PROBLEM TO WORK ON> Would you please retype, exactly, the lines of the listing below between the line with "the railing post." and the line with "the rock wall.", inclusive?

DATA SHOWN>
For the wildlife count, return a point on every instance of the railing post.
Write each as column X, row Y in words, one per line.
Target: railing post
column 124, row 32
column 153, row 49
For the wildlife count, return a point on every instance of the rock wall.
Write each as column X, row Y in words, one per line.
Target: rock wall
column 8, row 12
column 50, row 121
--
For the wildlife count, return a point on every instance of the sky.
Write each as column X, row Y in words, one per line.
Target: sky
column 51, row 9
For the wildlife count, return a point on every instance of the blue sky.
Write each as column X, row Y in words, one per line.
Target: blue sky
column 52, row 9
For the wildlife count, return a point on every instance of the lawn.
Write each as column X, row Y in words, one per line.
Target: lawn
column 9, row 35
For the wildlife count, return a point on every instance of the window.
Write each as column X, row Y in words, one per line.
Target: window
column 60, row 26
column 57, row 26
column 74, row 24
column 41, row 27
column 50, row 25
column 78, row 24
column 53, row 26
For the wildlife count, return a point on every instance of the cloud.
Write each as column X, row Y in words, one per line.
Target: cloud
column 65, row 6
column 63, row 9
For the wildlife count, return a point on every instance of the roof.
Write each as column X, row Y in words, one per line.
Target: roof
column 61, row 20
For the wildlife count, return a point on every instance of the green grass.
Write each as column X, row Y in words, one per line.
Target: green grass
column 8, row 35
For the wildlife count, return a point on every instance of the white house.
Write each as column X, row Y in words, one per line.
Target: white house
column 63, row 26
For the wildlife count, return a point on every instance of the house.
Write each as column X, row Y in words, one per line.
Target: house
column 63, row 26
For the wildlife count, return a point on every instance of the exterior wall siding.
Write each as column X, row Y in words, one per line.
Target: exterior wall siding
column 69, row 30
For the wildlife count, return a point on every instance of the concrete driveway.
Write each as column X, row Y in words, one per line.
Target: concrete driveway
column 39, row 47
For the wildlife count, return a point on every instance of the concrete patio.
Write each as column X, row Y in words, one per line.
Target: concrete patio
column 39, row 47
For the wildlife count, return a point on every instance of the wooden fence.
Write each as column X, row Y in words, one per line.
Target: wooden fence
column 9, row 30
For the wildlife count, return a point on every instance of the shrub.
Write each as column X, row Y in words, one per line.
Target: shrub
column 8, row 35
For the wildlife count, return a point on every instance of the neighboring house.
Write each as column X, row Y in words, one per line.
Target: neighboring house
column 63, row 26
...
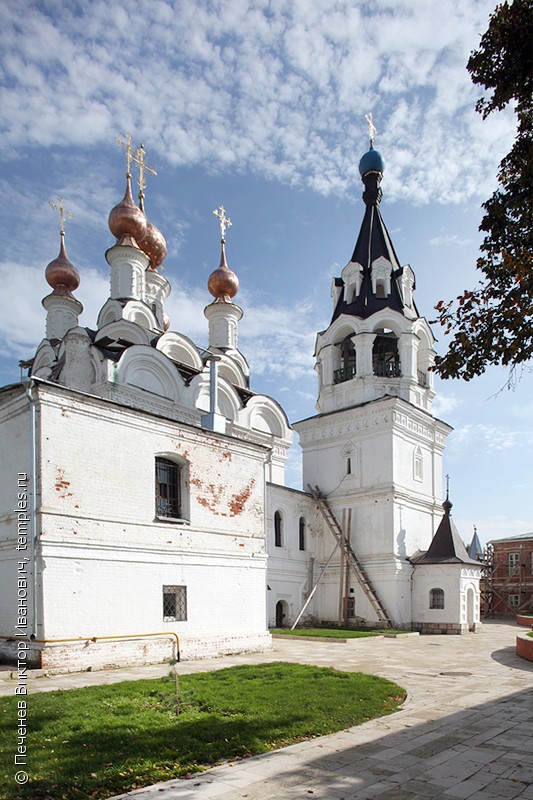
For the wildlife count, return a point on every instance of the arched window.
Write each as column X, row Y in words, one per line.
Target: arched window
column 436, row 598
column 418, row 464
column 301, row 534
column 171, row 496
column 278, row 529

SOLVED PROBLEM>
For the wildlife count, return a point on every instance of the railing post.
Write each as column X, row Y in words, one per line.
Target: railing post
column 124, row 32
column 153, row 49
For the wildlife count, return a point on every instance of the rock wall.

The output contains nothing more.